*Selected excerpt*
* * * * * * *

I think the reason for this is external, as at the time Tolkien wrote this identification, it seems possible that Elbereth was the Noldorin name for Varda, and there might have been another form in Ilkorin. In any case, at the time Tolkien wrote this statement there was no Sindarin, and the High Elves of Middle-earth, or Noldor, spoke Noldorin. Christopher Tolkien notes (stem BARATH-)

quote:
The application of the name Elbereth to Varda seems to have arisen in the hymm of the Elves to the Goddess in the original second chapter (Three is Company) of The lord of the Rings, written in early 1938 (...). Concomitant with this the Ilkorin names Elbereth (of different meaning) and Elboron were removed from the original entries BER and BOR. These were the names of Dior's sons in...'
We had: Quenya Elentari, Varda -- Noldorin Elbereth -- Telerin Baradis (and Ilkorin Elbereth, where bereth meant 'valor', was struck out).


Of course, by the end of The Lord of the Rings Tolkien had changed the languages and their histories, so that Sindarin arises, and both the Exiles and the Sindar speak Grey-elven. To explain this question internally I looked closer at 'High Elves' because in another place in The Lord of the Rings it seems (at least) as if this term can have a wider significance and include the Sindar -- in essence, be close enough in meaning to West-elves or Eldar.

Thus Frodo could be informed by Elbereth because the Elves of Mirkwood (for example from Bilbo's tales) might not use 'Elbereth' specifically. According to The Lord of the Rings the Silvan Elves of Lórien and Mirkwood are East-elves and not considered Eldar. I was somewhat satisfied with this until I remembered Frodo's general reference here to the numbers of High Elves -- and this becomes problematic if he 'really' meant High Elves as in Eldar (before he was informed that they were Noldor in any event).

* * * * * * *

*Record extracts*

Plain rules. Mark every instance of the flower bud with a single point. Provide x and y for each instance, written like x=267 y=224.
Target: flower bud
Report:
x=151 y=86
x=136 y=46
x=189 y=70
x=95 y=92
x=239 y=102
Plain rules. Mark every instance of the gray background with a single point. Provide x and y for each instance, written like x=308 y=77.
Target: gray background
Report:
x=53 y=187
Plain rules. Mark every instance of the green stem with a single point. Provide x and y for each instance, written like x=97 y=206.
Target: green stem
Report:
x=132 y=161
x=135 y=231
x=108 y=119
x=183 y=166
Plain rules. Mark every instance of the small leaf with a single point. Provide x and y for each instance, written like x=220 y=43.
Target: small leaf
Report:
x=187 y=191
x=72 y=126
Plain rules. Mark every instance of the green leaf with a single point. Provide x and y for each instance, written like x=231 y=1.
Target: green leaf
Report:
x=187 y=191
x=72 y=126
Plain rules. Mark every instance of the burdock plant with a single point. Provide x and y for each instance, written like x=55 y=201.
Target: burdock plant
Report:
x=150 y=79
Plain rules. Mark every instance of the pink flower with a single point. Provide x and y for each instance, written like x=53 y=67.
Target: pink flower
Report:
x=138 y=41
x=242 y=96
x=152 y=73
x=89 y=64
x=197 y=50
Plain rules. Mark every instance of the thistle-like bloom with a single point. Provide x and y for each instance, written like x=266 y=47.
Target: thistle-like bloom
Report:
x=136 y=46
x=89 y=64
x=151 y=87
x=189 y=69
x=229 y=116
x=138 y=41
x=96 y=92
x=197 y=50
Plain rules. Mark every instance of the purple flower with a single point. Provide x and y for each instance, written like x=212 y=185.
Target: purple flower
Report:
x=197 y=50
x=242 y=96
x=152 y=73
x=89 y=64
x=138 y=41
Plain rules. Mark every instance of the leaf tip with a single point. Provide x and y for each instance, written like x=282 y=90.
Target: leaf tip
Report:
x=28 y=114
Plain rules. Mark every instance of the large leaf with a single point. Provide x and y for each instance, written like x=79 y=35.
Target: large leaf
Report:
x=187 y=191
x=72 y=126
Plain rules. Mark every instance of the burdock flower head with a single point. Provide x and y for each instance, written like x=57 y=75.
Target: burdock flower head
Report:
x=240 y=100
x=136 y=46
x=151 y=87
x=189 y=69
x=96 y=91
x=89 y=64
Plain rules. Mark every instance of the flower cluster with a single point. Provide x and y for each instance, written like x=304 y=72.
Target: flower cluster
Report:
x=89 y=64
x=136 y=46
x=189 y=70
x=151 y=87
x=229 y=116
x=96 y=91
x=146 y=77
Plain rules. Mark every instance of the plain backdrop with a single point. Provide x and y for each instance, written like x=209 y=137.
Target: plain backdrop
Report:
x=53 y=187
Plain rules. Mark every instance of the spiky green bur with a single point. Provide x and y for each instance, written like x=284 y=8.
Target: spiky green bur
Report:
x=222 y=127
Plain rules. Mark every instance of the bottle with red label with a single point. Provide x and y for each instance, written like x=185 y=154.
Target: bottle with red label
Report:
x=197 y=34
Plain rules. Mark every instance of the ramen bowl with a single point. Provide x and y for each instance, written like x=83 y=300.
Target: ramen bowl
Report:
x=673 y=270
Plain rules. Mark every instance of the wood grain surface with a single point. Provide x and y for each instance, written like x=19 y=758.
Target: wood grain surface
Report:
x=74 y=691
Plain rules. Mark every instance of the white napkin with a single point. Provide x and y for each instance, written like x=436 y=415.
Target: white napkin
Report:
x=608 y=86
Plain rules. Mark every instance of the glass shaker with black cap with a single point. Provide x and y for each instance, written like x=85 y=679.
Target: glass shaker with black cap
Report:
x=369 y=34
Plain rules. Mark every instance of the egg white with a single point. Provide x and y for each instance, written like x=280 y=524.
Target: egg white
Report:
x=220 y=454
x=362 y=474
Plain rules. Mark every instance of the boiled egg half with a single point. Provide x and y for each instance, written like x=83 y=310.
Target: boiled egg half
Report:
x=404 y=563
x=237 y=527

* * * * * * *

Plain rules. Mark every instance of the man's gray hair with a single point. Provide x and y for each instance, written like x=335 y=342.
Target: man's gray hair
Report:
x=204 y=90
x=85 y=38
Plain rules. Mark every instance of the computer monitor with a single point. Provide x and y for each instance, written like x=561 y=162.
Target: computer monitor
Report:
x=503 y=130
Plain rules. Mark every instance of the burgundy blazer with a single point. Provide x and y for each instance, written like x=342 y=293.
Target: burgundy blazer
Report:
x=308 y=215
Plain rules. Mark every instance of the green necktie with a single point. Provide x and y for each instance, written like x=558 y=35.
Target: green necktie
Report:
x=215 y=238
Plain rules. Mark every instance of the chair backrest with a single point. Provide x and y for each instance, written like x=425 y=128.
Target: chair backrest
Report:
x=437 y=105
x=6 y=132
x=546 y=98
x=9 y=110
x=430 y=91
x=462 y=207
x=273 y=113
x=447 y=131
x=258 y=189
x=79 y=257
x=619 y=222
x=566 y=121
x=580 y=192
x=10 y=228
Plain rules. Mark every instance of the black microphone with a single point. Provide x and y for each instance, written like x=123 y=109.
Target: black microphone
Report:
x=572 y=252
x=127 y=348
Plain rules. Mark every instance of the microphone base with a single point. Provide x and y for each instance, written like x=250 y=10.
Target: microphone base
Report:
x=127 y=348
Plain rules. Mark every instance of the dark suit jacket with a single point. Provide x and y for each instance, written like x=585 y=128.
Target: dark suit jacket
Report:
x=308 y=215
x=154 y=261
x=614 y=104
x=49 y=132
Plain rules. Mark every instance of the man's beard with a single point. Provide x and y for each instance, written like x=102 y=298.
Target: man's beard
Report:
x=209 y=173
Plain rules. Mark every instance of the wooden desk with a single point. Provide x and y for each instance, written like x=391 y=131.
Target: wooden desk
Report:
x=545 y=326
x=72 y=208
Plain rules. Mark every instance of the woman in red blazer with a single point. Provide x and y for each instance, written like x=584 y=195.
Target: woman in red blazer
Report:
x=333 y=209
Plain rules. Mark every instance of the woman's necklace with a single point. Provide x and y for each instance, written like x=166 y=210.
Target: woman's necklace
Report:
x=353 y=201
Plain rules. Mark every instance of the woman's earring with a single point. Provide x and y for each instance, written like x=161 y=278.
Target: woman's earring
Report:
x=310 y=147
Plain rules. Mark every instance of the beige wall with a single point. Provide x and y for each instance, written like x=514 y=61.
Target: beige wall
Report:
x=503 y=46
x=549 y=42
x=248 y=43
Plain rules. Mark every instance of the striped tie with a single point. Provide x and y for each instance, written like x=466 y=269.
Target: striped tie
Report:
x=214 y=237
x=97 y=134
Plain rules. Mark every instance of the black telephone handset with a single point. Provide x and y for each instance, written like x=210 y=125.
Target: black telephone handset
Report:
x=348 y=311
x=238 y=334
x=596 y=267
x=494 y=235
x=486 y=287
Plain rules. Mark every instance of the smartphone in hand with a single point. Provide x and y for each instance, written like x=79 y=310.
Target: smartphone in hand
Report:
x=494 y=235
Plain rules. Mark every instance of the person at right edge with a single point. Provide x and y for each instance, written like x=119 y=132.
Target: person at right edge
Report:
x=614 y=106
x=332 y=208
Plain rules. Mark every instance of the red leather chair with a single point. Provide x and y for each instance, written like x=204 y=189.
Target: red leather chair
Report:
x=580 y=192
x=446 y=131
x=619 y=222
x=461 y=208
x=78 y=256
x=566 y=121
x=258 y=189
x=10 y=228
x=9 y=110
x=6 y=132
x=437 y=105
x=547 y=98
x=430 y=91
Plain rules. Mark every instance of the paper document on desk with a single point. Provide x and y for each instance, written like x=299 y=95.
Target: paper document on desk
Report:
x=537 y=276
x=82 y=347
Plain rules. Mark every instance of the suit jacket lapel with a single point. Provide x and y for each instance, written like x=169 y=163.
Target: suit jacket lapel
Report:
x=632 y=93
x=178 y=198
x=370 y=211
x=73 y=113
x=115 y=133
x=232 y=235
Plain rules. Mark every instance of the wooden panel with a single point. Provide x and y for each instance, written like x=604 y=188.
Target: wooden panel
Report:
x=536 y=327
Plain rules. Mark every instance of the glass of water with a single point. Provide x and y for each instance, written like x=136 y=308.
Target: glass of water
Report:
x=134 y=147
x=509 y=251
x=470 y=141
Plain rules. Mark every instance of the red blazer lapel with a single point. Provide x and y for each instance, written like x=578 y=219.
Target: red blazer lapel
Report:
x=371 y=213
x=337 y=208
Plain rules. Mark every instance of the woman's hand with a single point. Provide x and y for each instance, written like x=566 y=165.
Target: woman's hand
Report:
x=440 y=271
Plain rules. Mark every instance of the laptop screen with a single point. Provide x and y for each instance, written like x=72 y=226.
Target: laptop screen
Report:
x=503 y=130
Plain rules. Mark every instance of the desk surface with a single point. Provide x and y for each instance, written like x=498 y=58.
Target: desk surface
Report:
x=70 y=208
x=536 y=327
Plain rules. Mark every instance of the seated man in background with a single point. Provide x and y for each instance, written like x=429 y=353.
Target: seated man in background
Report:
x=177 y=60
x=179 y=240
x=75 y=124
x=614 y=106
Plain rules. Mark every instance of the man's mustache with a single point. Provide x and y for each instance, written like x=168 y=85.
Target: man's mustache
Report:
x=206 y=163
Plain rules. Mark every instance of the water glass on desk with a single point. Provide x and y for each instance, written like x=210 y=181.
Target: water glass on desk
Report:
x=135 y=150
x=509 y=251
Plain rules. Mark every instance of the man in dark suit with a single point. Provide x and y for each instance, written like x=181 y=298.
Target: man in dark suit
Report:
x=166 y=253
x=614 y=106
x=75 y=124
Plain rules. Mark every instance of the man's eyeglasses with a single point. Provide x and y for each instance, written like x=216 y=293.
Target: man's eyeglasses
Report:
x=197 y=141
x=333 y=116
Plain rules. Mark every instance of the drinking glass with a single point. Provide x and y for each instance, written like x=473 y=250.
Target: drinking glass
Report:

* * * * * * *

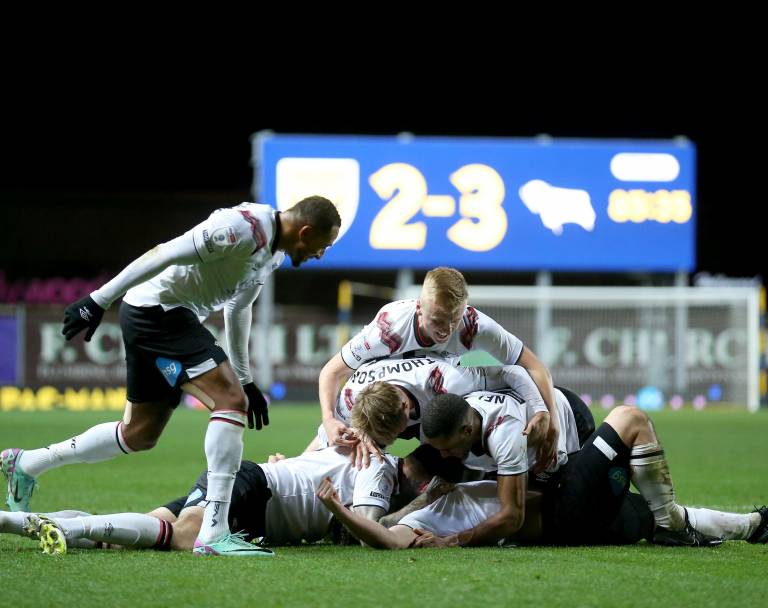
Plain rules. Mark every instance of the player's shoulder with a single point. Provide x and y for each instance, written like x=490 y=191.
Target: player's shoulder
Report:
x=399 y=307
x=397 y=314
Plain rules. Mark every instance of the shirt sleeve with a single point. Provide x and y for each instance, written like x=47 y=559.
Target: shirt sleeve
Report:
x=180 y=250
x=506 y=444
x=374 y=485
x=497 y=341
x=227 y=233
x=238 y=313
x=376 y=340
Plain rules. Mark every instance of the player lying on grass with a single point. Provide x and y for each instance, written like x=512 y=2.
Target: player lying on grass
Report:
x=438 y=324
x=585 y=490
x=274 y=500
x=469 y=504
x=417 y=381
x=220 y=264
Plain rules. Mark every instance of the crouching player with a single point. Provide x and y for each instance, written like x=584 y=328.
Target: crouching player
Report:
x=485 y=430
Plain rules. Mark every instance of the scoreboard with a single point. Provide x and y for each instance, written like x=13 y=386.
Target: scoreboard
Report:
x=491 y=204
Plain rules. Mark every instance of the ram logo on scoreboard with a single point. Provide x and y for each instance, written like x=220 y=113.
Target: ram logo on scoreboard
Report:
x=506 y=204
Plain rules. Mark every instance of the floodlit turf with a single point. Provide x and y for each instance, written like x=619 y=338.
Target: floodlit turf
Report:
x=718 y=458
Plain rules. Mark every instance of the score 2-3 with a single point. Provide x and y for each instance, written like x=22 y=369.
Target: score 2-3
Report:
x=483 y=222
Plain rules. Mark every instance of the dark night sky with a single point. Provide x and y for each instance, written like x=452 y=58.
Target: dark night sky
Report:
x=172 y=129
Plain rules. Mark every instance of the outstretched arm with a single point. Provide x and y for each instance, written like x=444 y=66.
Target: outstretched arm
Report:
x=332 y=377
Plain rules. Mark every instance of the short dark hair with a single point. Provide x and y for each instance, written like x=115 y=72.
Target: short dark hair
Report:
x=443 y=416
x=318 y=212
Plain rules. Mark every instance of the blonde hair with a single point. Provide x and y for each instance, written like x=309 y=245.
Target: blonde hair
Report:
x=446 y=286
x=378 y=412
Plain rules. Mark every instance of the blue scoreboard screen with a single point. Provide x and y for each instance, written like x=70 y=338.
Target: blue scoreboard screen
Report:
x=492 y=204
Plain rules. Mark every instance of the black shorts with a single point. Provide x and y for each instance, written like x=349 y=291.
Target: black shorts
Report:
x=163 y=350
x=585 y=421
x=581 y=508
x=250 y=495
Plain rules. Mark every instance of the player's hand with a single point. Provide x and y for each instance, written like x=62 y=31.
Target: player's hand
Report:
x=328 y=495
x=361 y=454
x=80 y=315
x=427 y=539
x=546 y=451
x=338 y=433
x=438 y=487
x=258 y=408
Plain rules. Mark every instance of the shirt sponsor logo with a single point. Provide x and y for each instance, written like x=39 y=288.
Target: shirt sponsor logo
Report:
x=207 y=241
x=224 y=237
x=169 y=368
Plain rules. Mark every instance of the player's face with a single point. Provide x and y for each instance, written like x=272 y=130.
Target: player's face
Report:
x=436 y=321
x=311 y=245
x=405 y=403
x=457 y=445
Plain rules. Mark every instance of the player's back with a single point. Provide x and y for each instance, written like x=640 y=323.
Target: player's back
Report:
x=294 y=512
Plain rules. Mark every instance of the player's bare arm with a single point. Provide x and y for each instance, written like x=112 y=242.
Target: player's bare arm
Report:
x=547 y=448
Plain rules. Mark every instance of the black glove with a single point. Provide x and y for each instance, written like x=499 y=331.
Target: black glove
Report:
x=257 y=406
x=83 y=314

* * * * * * *

*Exercise brief*
Translate this sentence from the text on the name Elbereth into Spanish: "According to The Lord of the Rings the Silvan Elves of Lórien and Mirkwood are East-elves and not considered Eldar."

*Result of the exercise*
Según El Señor de los Anillos, los Elfos Silvanos de Lórien y del Bosque Negro son Elfos del Este y no se consideran Eldar.